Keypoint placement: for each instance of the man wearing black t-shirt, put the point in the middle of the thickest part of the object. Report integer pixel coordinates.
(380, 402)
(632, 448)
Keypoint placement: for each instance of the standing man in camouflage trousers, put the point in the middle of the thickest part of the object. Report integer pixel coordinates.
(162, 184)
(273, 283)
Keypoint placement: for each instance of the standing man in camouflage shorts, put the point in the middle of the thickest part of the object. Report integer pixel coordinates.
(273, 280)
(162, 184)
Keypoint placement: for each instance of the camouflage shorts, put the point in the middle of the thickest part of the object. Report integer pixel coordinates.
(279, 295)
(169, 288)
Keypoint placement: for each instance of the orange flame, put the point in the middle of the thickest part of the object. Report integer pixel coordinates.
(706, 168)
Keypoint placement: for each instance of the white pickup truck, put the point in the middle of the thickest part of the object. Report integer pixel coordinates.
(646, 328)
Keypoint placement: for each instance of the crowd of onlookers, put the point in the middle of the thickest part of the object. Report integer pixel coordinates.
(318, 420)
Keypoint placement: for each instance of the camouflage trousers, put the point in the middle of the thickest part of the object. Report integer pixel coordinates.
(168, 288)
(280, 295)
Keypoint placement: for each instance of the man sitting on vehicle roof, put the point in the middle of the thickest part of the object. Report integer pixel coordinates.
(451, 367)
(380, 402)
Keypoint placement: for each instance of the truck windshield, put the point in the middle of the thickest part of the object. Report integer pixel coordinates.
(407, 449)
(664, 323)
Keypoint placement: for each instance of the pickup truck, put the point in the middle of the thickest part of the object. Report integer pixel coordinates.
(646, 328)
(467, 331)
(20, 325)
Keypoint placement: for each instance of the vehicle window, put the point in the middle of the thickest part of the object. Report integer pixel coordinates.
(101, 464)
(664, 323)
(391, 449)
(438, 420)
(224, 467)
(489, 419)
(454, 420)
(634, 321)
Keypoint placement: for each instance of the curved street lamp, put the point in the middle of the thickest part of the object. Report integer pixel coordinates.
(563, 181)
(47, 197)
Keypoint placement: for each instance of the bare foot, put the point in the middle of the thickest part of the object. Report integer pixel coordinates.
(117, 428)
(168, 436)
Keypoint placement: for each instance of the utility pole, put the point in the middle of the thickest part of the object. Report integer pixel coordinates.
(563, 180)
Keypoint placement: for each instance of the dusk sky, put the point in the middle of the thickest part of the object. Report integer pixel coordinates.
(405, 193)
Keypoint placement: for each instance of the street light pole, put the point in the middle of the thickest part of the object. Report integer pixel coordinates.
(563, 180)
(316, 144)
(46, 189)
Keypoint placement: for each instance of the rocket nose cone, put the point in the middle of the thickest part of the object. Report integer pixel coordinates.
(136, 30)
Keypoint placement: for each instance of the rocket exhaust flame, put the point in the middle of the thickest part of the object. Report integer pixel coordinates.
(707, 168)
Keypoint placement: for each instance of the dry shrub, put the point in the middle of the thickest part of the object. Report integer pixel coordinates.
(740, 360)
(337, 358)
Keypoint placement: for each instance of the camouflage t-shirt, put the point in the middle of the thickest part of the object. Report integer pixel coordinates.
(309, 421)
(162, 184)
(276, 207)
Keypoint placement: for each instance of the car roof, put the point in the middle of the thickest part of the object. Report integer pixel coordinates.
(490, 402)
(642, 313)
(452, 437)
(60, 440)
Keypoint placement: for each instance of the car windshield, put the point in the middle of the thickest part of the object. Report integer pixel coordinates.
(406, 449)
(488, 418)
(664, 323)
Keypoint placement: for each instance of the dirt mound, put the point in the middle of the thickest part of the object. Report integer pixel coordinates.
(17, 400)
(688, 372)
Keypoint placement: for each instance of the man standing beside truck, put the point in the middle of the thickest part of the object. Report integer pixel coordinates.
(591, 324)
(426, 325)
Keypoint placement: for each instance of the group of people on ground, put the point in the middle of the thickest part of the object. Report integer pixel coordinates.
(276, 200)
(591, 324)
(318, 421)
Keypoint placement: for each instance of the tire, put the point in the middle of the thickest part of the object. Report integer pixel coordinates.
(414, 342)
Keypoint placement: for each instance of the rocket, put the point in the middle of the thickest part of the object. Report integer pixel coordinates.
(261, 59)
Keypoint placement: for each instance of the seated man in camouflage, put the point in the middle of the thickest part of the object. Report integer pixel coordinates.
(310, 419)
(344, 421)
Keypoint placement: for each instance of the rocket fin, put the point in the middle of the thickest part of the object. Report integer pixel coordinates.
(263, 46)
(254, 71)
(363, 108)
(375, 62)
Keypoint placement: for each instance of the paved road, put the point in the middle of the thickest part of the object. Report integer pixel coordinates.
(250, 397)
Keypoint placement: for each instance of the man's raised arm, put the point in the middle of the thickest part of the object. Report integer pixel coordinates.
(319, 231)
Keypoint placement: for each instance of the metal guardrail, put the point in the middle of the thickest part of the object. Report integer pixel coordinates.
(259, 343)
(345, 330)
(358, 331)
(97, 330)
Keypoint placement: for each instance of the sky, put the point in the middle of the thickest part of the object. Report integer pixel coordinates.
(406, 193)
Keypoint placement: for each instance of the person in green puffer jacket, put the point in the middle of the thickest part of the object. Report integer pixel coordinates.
···
Provide a faithful, complete copy of the entries above.

Keypoint placement: for each instance of the man wearing black t-shirt, put the point in the middle of the thickest part of the object. Report integer pixel coordinates.
(380, 402)
(632, 448)
Keypoint placement: for each instance of the standing man in camouflage trousers, put the point in the middle of the thickest part of the object. Report integer pixel coordinates.
(162, 184)
(273, 283)
Keypoint placement: for each instance of the standing man in camouflage shorts, put the point in the middle of the thickest part of the object. Report integer pixel coordinates.
(273, 280)
(162, 184)
Keypoint placement: for each instance of the camouflage shorts, put the point in the middle of the thickest part of the object. Report integer pixel coordinates.
(279, 295)
(169, 288)
Keypoint placement: for each instance of the orange flame, put the point in the middle of the thickest part of the object. Report integer pixel coordinates.
(706, 168)
Keypoint placement: for each instance of the white pickup truck, put the point in the middle of the thickest part of the object. Report integer pixel coordinates.
(646, 328)
Keypoint placement: for each instance of the crowd of onlookers, put the point in the middle of the thickest part of the object. Report integer pixel coordinates.
(318, 420)
Keypoint placement: for each instance of the camouflage trousers, put the point in the middle of the thickest part of the object. Report integer pixel coordinates.
(168, 288)
(280, 295)
Keypoint placement: for each instance of the man sitting on vehicle roof, put the point in the middle of the thickest part of the object. Report integer pixel coordinates.
(451, 367)
(380, 402)
Keypoint placement: for each instance of the truck windshield, put the point in the middle of the thickest part of the object. Report integer pixel coordinates.
(407, 449)
(664, 323)
Keypoint placement: for each instance of the pickup truck, put the point in the middle of the thickest part of the object. Report integer pixel coordinates.
(646, 328)
(467, 331)
(20, 325)
Keypoint placement: for each instance of the vehicle window, put the point in the middle of the thickest part of the object. Report integer pixel coordinates.
(101, 464)
(664, 323)
(391, 449)
(438, 420)
(224, 467)
(489, 419)
(454, 420)
(634, 321)
Keypoint placement: for each instance of the curved street lamp, put the point in the middle of the thickest part of the object. Report integer pixel coordinates.
(563, 181)
(47, 197)
Keypoint placement: for each instance of the bare foot, put the point in the middle of the thickest part of the object. Report integer pixel coordinates.
(117, 428)
(168, 436)
Keypoint placement: for each instance of the utility pole, put the point in the middle of the thickest part of the object. Report integer pixel coordinates.
(563, 180)
Keypoint placement: for each instance of the dusk sky, put the point in the middle of the thickest part of the object. Report integer pixel coordinates.
(405, 193)
Keypoint placement: for each instance of the street light pole, put the point in the middle of the thickest part of the object. Report integer pixel coordinates.
(563, 180)
(316, 144)
(46, 189)
Keypoint placement: for each instance of the rocket nose cone, put the point in the middle of the thickest part of the object. Report integer pixel coordinates.
(136, 30)
Keypoint placement: for each instance of the rocket exhaust flame, put the point in the middle of the thickest part of the object. Report integer pixel coordinates.
(707, 168)
Keypoint placement: for each instance of the dry shrub, put the point in the middle of the thickest part of the object. Report integer pixel coordinates.
(740, 360)
(337, 358)
Keypoint placement: for each instance of the camouflage t-shirt, put the point in the middle of the thickest part of the object. Report integer pixel coordinates.
(309, 421)
(162, 184)
(276, 207)
Keypoint placement: for each instance of the car roof, put the point in the middle of the thickest part of the object. Report integer pixel coordinates.
(490, 402)
(642, 313)
(452, 437)
(60, 440)
Keypoint placement: for each instance of the car windshield, put the point in the middle of the thickest part of the object. Report integer pixel coordinates.
(406, 449)
(488, 418)
(664, 323)
Keypoint placement: for each instance of the dirt mound, put the point in the middle of the thickest part of the object. Report integer pixel coordinates.
(17, 400)
(688, 372)
Keypoint placement: for each instance of the man standing beside truck, put the point in the middle of the thickest part of the object. Report integer pixel coordinates.
(591, 324)
(426, 325)
Keypoint placement: for each instance of the group of people on ground, put the point in the middle of the thickest part of the object. Report integer pixel coordinates.
(276, 200)
(591, 324)
(318, 421)
Keypoint placement: for each instance of the tire, put the point in the middle of the thickest part of the object. Report integer pixel coordinates.
(414, 342)
Keypoint placement: for each instance of the rocket, put the point in the middle of the thickest part of the object. Report integer pixel coordinates.
(261, 59)
Keypoint placement: for each instance of the seated man in camouflage, put the point in the middle of the thickest part of the object. Report integer pixel coordinates.
(310, 419)
(344, 421)
Keypoint placement: for each instance of the rocket fin, put the point in the middle of the thickest part of the object. Report integer pixel coordinates.
(263, 46)
(254, 71)
(363, 108)
(375, 62)
Keypoint placement: for each instance of the paved road, put the point in the middle of the thickest part of the object. Report integer pixel coordinates.
(250, 397)
Keypoint placement: for each instance of the man's raised arm, put the point in the middle of the thickest part of the object. Report integer pixel coordinates.
(319, 231)
Keypoint placement: for each instance of the metal guardrail, put the point in the middle of the thickest part of the object. Report integer pixel coordinates.
(259, 343)
(345, 330)
(358, 331)
(97, 330)
Keypoint placement: for each instance of the sky, put the point in the middle of the thickest part of the object. Report integer pixel coordinates.
(406, 193)
Keypoint placement: for each instance of the person in green puffer jacket, put the point in the middle of the thickest part of the object. Report integer pixel coordinates.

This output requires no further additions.